* To do: Set down a true copy of the data, with all pictures left out.

* Stored items from a collection:
"""
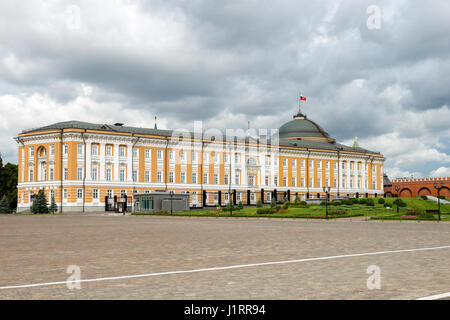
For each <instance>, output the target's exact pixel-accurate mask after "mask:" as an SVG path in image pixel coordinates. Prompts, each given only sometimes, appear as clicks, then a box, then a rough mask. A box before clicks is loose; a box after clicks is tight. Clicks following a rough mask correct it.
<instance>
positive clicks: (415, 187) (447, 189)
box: [385, 177, 450, 198]
mask: <svg viewBox="0 0 450 320" xmlns="http://www.w3.org/2000/svg"><path fill="white" fill-rule="evenodd" d="M441 182H442V183H443V184H444V187H443V188H442V189H441V191H440V195H441V196H444V197H446V198H450V177H442V178H414V179H395V180H393V181H392V191H391V192H392V194H394V195H395V194H396V193H397V191H396V187H397V186H399V187H400V189H399V191H398V192H399V196H400V197H417V196H420V195H431V196H435V197H437V195H438V191H437V189H435V188H434V183H437V185H438V186H439V187H440V186H441ZM385 193H386V191H385Z"/></svg>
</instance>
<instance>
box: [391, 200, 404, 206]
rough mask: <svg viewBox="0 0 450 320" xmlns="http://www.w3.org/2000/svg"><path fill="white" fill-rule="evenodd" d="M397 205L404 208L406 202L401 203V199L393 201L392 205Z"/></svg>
mask: <svg viewBox="0 0 450 320" xmlns="http://www.w3.org/2000/svg"><path fill="white" fill-rule="evenodd" d="M397 203H398V206H399V207H406V202H405V201H403V200H402V199H395V200H394V202H393V204H394V205H397Z"/></svg>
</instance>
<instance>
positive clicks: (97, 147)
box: [92, 144, 98, 156]
mask: <svg viewBox="0 0 450 320" xmlns="http://www.w3.org/2000/svg"><path fill="white" fill-rule="evenodd" d="M92 155H93V156H98V146H97V145H96V144H93V145H92Z"/></svg>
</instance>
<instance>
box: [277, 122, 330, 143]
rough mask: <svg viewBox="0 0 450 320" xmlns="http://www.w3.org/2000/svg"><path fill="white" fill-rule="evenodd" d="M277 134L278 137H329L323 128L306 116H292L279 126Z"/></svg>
mask: <svg viewBox="0 0 450 320" xmlns="http://www.w3.org/2000/svg"><path fill="white" fill-rule="evenodd" d="M279 134H280V138H296V137H313V138H327V139H330V136H329V135H328V133H327V132H325V130H323V129H322V128H321V127H320V126H319V125H318V124H317V123H315V122H314V121H311V120H308V119H307V118H306V117H304V118H303V117H302V118H294V120H291V121H289V122H286V123H285V124H283V125H282V126H281V127H280V129H279Z"/></svg>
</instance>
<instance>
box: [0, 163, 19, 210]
mask: <svg viewBox="0 0 450 320" xmlns="http://www.w3.org/2000/svg"><path fill="white" fill-rule="evenodd" d="M17 171H18V170H17V165H15V164H12V163H7V164H6V165H5V166H3V160H2V157H1V154H0V196H2V195H6V198H7V201H8V205H9V207H10V208H13V209H15V208H16V207H17Z"/></svg>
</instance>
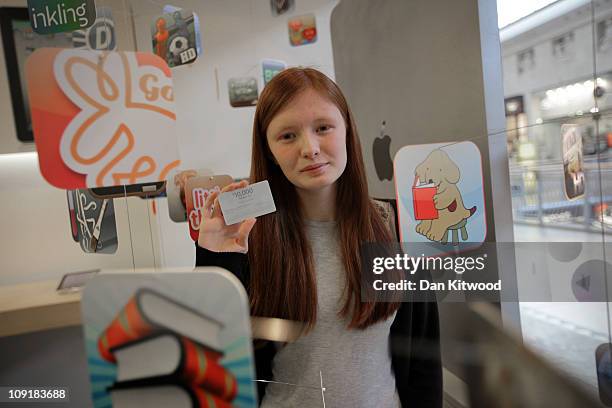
"""
* Your solution:
For each <instance>, output the target's exact pixel-accurate mask after "mask:" as an SVG path in image pixel coordinates. Prompts, each given only sometimes, appear as clicks, then a box, then a rough mask. A box before clicks is loose; a box after clicks is tight. Clicks following a rough mask correct it.
<instance>
positive clicks: (415, 187) (447, 189)
box: [385, 177, 450, 198]
mask: <svg viewBox="0 0 450 320" xmlns="http://www.w3.org/2000/svg"><path fill="white" fill-rule="evenodd" d="M441 182H442V183H443V184H444V187H443V188H442V189H441V191H440V195H441V196H444V197H446V198H450V177H442V178H414V179H395V180H393V181H392V191H391V192H392V194H394V195H395V194H396V193H397V191H396V187H397V186H399V187H400V189H399V191H398V192H399V196H400V197H417V196H420V195H431V196H435V197H437V195H438V191H437V189H435V188H434V183H437V185H438V186H439V187H440V186H441ZM385 193H386V191H385Z"/></svg>
</instance>
<instance>
box: [391, 200, 404, 206]
rough mask: <svg viewBox="0 0 450 320" xmlns="http://www.w3.org/2000/svg"><path fill="white" fill-rule="evenodd" d="M397 205L404 208L406 202L401 203V199L393 201L392 205Z"/></svg>
mask: <svg viewBox="0 0 450 320" xmlns="http://www.w3.org/2000/svg"><path fill="white" fill-rule="evenodd" d="M397 203H398V206H399V207H406V202H405V201H403V200H402V199H395V200H394V202H393V204H394V205H397Z"/></svg>
</instance>
<instance>
positive clicks: (97, 147)
box: [92, 144, 98, 156]
mask: <svg viewBox="0 0 450 320" xmlns="http://www.w3.org/2000/svg"><path fill="white" fill-rule="evenodd" d="M92 155H93V156H98V146H97V145H96V144H93V145H92Z"/></svg>
</instance>
<instance>
box: [277, 122, 330, 143]
rough mask: <svg viewBox="0 0 450 320" xmlns="http://www.w3.org/2000/svg"><path fill="white" fill-rule="evenodd" d="M277 134L278 137H329L323 128L306 116H292L279 126Z"/></svg>
mask: <svg viewBox="0 0 450 320" xmlns="http://www.w3.org/2000/svg"><path fill="white" fill-rule="evenodd" d="M279 134H280V138H296V137H313V138H327V139H330V136H329V135H328V133H327V132H325V130H323V129H322V128H321V127H320V126H319V125H318V124H317V123H315V122H314V121H311V120H308V119H307V118H306V117H304V118H303V117H302V118H294V120H291V121H289V122H286V123H285V124H283V125H282V126H281V127H280V129H279Z"/></svg>
</instance>
<instance>
box: [0, 163, 19, 210]
mask: <svg viewBox="0 0 450 320" xmlns="http://www.w3.org/2000/svg"><path fill="white" fill-rule="evenodd" d="M17 171H18V170H17V165H15V164H12V163H7V164H6V165H5V166H3V160H2V157H1V154H0V196H2V195H6V198H7V201H8V205H9V207H10V208H13V209H15V208H16V207H17Z"/></svg>
</instance>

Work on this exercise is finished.